---------- PAGE ----------
Keyboard shortcuts

Press or to navigate between chapters

Press S or / to search in the book

Press ? to show this help

Press Esc to hide this help

Resource Budget

ktstr boots KVM VMs and builds kernels on hosts that are usually doing other things at the same time — more tests, kernel builds, a developer session. The resource budget is how concurrent ktstr processes share host CPUs without silently corrupting each other’s measurements: every run reserves host LLCs through advisory file locks, and budgeted runs are additionally confined to an exact CPU count by a cgroup v2 cpuset sandbox.

When to use it

  • Multi-tenant CI hosts where unbounded parallelism starves concurrent jobs but the full performance-mode contract (RT scheduling, hugepages, NUMA mbind) is too heavy.
  • Kernel builds beside perf-mode tests — the build’s shared lock coordinates with the perf-mode exclusive lock, so make never stomps a measurement in progress.
----------
### [GIVEN REQUEST 1]
Please gather every line of the entries that contains the string "sofa".
The resource budget page and the entries have no connection to each other.
---------- GIVEN RECORDS ----------
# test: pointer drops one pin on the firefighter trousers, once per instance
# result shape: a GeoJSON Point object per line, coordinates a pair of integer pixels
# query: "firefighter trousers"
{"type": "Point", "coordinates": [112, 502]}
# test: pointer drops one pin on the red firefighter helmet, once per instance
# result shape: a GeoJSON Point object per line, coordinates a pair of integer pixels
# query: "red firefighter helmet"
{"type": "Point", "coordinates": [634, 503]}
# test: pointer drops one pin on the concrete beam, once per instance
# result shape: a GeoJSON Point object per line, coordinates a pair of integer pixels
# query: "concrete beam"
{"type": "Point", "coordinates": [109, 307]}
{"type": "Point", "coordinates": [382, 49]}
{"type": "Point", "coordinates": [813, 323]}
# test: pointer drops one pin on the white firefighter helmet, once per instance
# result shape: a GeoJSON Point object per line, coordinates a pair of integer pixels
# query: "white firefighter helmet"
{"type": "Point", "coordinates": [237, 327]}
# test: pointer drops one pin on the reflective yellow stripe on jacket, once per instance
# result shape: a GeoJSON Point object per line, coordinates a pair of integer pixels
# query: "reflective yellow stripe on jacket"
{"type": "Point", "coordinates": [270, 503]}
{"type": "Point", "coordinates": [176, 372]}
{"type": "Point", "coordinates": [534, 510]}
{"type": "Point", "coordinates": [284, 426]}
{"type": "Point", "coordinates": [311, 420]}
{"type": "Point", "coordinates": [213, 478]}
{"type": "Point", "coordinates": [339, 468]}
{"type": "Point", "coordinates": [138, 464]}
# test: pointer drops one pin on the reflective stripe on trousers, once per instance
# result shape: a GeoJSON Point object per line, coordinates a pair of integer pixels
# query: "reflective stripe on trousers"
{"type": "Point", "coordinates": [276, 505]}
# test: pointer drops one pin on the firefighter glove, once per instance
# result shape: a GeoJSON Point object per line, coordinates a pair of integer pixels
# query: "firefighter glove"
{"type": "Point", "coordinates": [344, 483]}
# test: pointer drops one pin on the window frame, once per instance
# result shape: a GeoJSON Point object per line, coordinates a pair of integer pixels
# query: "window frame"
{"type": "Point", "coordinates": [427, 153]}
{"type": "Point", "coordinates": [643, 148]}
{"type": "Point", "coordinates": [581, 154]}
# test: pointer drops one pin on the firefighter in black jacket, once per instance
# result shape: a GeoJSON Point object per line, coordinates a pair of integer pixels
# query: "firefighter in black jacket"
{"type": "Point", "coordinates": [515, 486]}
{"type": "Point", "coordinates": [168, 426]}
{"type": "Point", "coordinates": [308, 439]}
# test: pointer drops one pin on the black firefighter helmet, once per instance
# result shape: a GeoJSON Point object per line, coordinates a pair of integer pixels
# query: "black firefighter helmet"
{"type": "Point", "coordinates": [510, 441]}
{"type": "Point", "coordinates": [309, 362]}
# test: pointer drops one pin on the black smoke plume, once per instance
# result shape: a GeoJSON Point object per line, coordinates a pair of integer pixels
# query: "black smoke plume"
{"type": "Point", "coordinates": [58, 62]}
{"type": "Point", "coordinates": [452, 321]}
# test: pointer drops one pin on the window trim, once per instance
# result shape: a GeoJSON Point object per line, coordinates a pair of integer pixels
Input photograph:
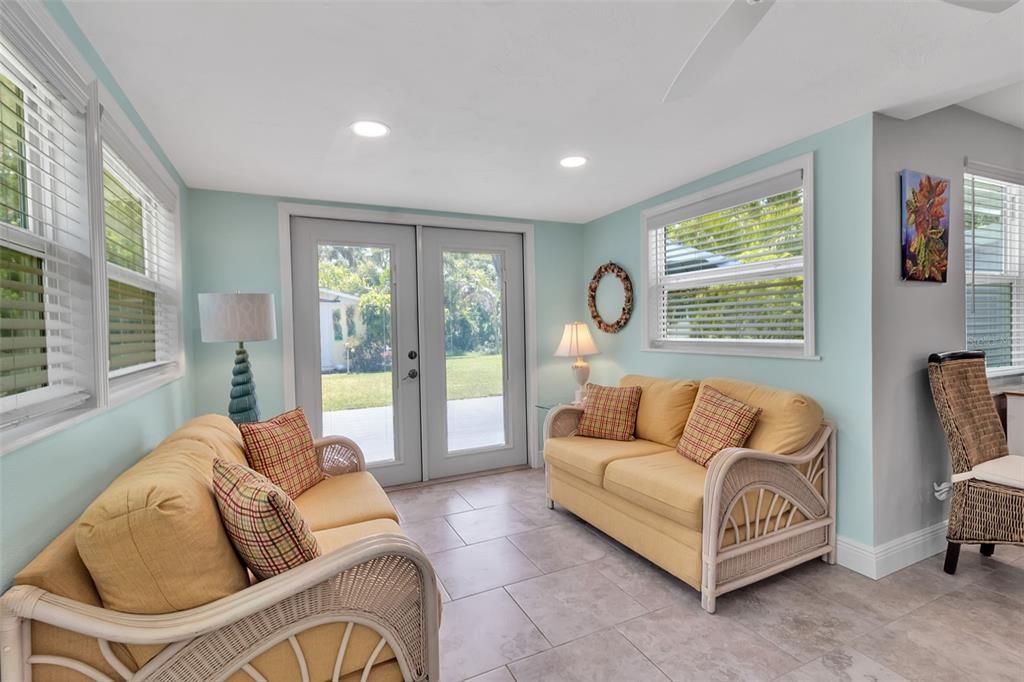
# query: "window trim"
{"type": "Point", "coordinates": [34, 33]}
{"type": "Point", "coordinates": [753, 348]}
{"type": "Point", "coordinates": [1011, 262]}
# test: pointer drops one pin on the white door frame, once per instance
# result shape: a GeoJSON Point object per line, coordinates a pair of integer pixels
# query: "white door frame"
{"type": "Point", "coordinates": [286, 210]}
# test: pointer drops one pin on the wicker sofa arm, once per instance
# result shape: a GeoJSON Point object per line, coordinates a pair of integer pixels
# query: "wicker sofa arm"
{"type": "Point", "coordinates": [562, 421]}
{"type": "Point", "coordinates": [339, 455]}
{"type": "Point", "coordinates": [384, 583]}
{"type": "Point", "coordinates": [757, 496]}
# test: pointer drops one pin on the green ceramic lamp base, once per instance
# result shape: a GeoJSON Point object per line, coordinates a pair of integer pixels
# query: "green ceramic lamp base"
{"type": "Point", "coordinates": [243, 407]}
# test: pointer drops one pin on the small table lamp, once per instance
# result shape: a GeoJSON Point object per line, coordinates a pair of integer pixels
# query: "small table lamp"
{"type": "Point", "coordinates": [578, 342]}
{"type": "Point", "coordinates": [239, 317]}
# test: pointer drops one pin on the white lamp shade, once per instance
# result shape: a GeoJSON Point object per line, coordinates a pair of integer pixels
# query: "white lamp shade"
{"type": "Point", "coordinates": [237, 317]}
{"type": "Point", "coordinates": [577, 341]}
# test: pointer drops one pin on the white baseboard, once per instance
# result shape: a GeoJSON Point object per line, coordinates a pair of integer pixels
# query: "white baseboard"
{"type": "Point", "coordinates": [880, 560]}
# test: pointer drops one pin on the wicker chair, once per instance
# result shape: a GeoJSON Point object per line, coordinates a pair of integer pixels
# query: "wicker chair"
{"type": "Point", "coordinates": [987, 503]}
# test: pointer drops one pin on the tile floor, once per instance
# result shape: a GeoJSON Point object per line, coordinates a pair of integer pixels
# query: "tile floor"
{"type": "Point", "coordinates": [534, 594]}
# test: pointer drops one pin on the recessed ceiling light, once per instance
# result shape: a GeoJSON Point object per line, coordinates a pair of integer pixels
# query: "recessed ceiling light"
{"type": "Point", "coordinates": [370, 129]}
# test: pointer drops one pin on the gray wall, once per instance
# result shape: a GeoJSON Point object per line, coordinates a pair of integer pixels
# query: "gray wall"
{"type": "Point", "coordinates": [912, 320]}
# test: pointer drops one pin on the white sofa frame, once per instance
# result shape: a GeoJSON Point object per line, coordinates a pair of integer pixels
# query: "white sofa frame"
{"type": "Point", "coordinates": [760, 548]}
{"type": "Point", "coordinates": [384, 583]}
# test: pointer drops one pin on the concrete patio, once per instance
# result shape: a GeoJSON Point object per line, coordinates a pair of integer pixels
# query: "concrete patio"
{"type": "Point", "coordinates": [471, 423]}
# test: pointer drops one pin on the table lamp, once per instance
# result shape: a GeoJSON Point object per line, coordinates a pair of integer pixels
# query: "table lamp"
{"type": "Point", "coordinates": [239, 317]}
{"type": "Point", "coordinates": [578, 342]}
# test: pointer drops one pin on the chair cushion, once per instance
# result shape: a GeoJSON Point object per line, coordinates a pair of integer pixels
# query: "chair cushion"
{"type": "Point", "coordinates": [587, 458]}
{"type": "Point", "coordinates": [609, 413]}
{"type": "Point", "coordinates": [282, 450]}
{"type": "Point", "coordinates": [154, 542]}
{"type": "Point", "coordinates": [333, 539]}
{"type": "Point", "coordinates": [666, 483]}
{"type": "Point", "coordinates": [787, 420]}
{"type": "Point", "coordinates": [1007, 471]}
{"type": "Point", "coordinates": [716, 422]}
{"type": "Point", "coordinates": [665, 405]}
{"type": "Point", "coordinates": [262, 522]}
{"type": "Point", "coordinates": [344, 500]}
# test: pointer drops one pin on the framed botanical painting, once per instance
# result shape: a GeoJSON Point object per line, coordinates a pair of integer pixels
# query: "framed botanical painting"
{"type": "Point", "coordinates": [924, 226]}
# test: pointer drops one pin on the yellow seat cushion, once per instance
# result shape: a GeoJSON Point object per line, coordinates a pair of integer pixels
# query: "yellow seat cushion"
{"type": "Point", "coordinates": [787, 420]}
{"type": "Point", "coordinates": [665, 406]}
{"type": "Point", "coordinates": [154, 542]}
{"type": "Point", "coordinates": [587, 458]}
{"type": "Point", "coordinates": [333, 539]}
{"type": "Point", "coordinates": [667, 483]}
{"type": "Point", "coordinates": [344, 500]}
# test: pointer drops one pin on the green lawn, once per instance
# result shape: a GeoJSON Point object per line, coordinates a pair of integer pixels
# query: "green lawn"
{"type": "Point", "coordinates": [471, 376]}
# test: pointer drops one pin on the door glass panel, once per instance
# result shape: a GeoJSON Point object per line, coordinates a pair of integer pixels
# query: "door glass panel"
{"type": "Point", "coordinates": [474, 349]}
{"type": "Point", "coordinates": [356, 359]}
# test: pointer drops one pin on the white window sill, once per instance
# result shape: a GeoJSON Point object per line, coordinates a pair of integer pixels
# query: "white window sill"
{"type": "Point", "coordinates": [727, 348]}
{"type": "Point", "coordinates": [44, 426]}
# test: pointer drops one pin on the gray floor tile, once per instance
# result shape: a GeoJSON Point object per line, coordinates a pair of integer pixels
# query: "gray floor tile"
{"type": "Point", "coordinates": [573, 602]}
{"type": "Point", "coordinates": [843, 665]}
{"type": "Point", "coordinates": [562, 546]}
{"type": "Point", "coordinates": [480, 524]}
{"type": "Point", "coordinates": [689, 644]}
{"type": "Point", "coordinates": [433, 535]}
{"type": "Point", "coordinates": [482, 566]}
{"type": "Point", "coordinates": [603, 655]}
{"type": "Point", "coordinates": [484, 632]}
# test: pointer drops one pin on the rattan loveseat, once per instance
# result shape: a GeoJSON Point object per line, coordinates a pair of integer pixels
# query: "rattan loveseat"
{"type": "Point", "coordinates": [753, 512]}
{"type": "Point", "coordinates": [366, 610]}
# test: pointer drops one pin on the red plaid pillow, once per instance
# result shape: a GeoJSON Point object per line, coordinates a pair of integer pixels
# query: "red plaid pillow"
{"type": "Point", "coordinates": [716, 422]}
{"type": "Point", "coordinates": [609, 413]}
{"type": "Point", "coordinates": [283, 451]}
{"type": "Point", "coordinates": [264, 524]}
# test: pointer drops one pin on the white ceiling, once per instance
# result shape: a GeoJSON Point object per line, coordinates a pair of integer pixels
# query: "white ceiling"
{"type": "Point", "coordinates": [484, 98]}
{"type": "Point", "coordinates": [1005, 104]}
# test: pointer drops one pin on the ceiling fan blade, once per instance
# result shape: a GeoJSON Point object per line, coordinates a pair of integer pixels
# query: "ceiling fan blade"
{"type": "Point", "coordinates": [722, 39]}
{"type": "Point", "coordinates": [992, 6]}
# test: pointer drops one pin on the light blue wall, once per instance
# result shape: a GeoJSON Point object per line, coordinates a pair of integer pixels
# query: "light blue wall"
{"type": "Point", "coordinates": [842, 379]}
{"type": "Point", "coordinates": [235, 247]}
{"type": "Point", "coordinates": [45, 485]}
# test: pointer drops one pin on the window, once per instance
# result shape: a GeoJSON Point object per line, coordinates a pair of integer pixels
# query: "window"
{"type": "Point", "coordinates": [141, 269]}
{"type": "Point", "coordinates": [729, 269]}
{"type": "Point", "coordinates": [65, 205]}
{"type": "Point", "coordinates": [992, 224]}
{"type": "Point", "coordinates": [46, 306]}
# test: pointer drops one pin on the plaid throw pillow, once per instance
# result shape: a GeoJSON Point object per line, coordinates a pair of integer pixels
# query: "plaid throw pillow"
{"type": "Point", "coordinates": [716, 422]}
{"type": "Point", "coordinates": [263, 523]}
{"type": "Point", "coordinates": [283, 451]}
{"type": "Point", "coordinates": [609, 413]}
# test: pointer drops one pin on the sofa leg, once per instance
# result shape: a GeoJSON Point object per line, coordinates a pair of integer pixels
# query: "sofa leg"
{"type": "Point", "coordinates": [952, 556]}
{"type": "Point", "coordinates": [708, 601]}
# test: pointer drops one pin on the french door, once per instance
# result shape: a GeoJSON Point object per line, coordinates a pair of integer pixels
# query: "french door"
{"type": "Point", "coordinates": [410, 340]}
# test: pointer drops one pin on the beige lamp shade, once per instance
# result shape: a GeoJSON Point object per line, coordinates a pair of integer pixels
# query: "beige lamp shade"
{"type": "Point", "coordinates": [577, 341]}
{"type": "Point", "coordinates": [237, 317]}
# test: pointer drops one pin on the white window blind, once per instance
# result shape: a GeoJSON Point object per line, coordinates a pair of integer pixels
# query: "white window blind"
{"type": "Point", "coordinates": [992, 222]}
{"type": "Point", "coordinates": [143, 294]}
{"type": "Point", "coordinates": [729, 269]}
{"type": "Point", "coordinates": [46, 332]}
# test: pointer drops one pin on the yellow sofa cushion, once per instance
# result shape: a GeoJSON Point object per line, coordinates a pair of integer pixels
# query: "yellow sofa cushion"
{"type": "Point", "coordinates": [344, 500]}
{"type": "Point", "coordinates": [787, 420]}
{"type": "Point", "coordinates": [153, 541]}
{"type": "Point", "coordinates": [667, 483]}
{"type": "Point", "coordinates": [665, 406]}
{"type": "Point", "coordinates": [332, 539]}
{"type": "Point", "coordinates": [587, 458]}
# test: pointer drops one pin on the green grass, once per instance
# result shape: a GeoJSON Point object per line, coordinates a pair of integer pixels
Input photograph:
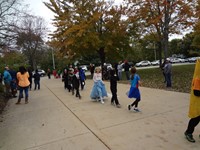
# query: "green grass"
{"type": "Point", "coordinates": [181, 78]}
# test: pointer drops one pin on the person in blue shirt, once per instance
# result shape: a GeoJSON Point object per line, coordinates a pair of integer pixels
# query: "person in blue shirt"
{"type": "Point", "coordinates": [134, 90]}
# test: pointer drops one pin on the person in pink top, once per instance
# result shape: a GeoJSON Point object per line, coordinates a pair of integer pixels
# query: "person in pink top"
{"type": "Point", "coordinates": [23, 83]}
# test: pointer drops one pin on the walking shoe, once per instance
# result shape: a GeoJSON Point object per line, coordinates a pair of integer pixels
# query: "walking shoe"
{"type": "Point", "coordinates": [129, 107]}
{"type": "Point", "coordinates": [118, 106]}
{"type": "Point", "coordinates": [136, 110]}
{"type": "Point", "coordinates": [112, 103]}
{"type": "Point", "coordinates": [189, 137]}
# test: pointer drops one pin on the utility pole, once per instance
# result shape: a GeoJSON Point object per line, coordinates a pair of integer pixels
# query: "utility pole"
----------
### [GIVEN REQUEST 2]
Check each statement against the resource budget page and answer yes or no, quoting the words of the page that settle it: (a) every run reserves host LLCs through advisory file locks; (b) budgeted runs are confined by a cgroup v1 cpuset sandbox; (c) kernel builds hold an exclusive lock.

### [WRITTEN RESPONSE 1]
# test: pointer drops one pin on the wicker sofa arm, once per instance
# query: "wicker sofa arm"
# test: pointer drops one pin on the white sofa frame, once per instance
# query: "white sofa frame"
# test: pointer drops one pin on the sofa leg, once per instance
# query: "sofa leg"
# test: pointer drops one pin on the yellow sofa cushion, once per instance
# query: "yellow sofa cushion"

### [WRITTEN RESPONSE 2]
(a) Yes: "every run reserves host LLCs through advisory file locks"
(b) No: "confined to an exact CPU count by a cgroup v2 cpuset sandbox"
(c) No: "the build’s shared lock coordinates with the perf-mode exclusive lock"